--- ЗАДАНИЕ 1 ---
Ответьте по выбранному отрывку:
(а) Какой фильм противопоставлен «Первым на Луне» как фильм, где на уровне сюжета показана вся кухня изготовления свидетельств?
(б) Где снималась подделка о высадке Армстронга на Луну?
(в) О критериях чего возникает вопрос во втором абзаце?

Вероятно, фильм создает прецедент нового жанра. В отличие от фильма «Хвост виляет собакой»[3], где показана на уровне сюжета вся кухня изготовления свидетельств и самих событий, в «Первых на Луне» кухня скрыта, но показан результат, причем так, чтобы зритель сам имел возможность его препарировать. Здесь прямое действие невозможно, зато открыто пространство для анализа самого феномена. При этом сам фильм – уже практически произведение искусства, и в этом смысле он дает анализ визуальных идеологических рядов вполне художественными средствами. Это отличает данный фильм от известных американских псевдодокументальных кадров о высадке Армстронга на Луну. Эта подделка снималась в Голливуде исключительно с целью подтвердить имевшее место быть событие. Почему не было собственно подлинной хроники – это отдельный разговор; важно, что она должна была быть. Иначе то, что было, – того не было. Таковы уж требования к верификации массмедийного общества.

Возникает вопрос о критериях подлинности, на которые опирается и с которыми работает фильм «Первые на Луне». Что такое хроника вообще и почему она вызывает доверие? Что должно в ней быть, чтобы ее считали документом, свидетельствующим о реальном событии? Как отличить хронику от подделки? Для того, чтобы симулировать документалистику, надо очень хорошо отдавать себе отчет в том, что из себя представляют ожидания от документального фильма и что вообще, и на каких основаниях принято считать документом, свидетельством реальности. Ну и само собой, что такое сама реальность, которая может быть засвидетельствована.

--- ЗАДАНИЕ 2 ---
Оформите строки исходных данных в таблицу Markdown со столбцами «№» (порядковый номер) и «Строка». Начните со строки, содержащей «of the billboard», и включите все строки до конца данных, пустые строки пропустите.

--- ИСХОДНЫЕ ДАННЫЕ ---

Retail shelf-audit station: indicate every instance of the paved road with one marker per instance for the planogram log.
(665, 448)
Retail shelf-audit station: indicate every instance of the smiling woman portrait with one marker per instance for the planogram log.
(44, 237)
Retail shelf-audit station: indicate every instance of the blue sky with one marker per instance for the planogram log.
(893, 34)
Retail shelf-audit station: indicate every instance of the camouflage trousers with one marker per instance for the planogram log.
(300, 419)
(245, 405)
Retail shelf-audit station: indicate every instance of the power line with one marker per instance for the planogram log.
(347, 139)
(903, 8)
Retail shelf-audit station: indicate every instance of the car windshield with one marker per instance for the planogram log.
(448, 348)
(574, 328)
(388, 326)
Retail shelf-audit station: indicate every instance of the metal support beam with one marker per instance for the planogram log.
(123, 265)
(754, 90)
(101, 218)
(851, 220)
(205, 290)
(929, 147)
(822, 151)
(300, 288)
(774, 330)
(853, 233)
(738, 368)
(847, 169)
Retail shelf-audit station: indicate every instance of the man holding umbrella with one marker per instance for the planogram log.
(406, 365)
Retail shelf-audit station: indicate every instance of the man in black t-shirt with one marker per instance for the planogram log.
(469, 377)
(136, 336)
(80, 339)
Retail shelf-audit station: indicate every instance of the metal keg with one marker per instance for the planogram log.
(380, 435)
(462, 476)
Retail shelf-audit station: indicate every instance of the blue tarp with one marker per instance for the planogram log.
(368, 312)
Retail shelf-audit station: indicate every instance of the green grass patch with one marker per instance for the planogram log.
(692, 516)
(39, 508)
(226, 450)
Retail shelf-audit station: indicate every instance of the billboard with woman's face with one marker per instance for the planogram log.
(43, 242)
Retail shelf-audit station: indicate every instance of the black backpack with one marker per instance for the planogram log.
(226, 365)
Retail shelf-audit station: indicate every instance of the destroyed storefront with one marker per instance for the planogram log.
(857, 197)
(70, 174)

--- ПРАВИЛЬНЫЙ ОТВЕТ 1 ---
(а) «Хвост виляет собакой».
(б) В Голливуде.
(в) О критериях подлинности.

--- ПРАВИЛЬНЫЙ ОТВЕТ 2 ---
| № | Строка |
|---|---|
| 1 | Retail shelf-audit station: indicate every instance of the billboard with woman's face with one marker per instance for the planogram log. |
| 2 | (43, 242) |
| 3 | Retail shelf-audit station: indicate every instance of the black backpack with one marker per instance for the planogram log. |
| 4 | (226, 365) |
| 5 | Retail shelf-audit station: indicate every instance of the destroyed storefront with one marker per instance for the planogram log. |
| 6 | (857, 197) |
| 7 | (70, 174) |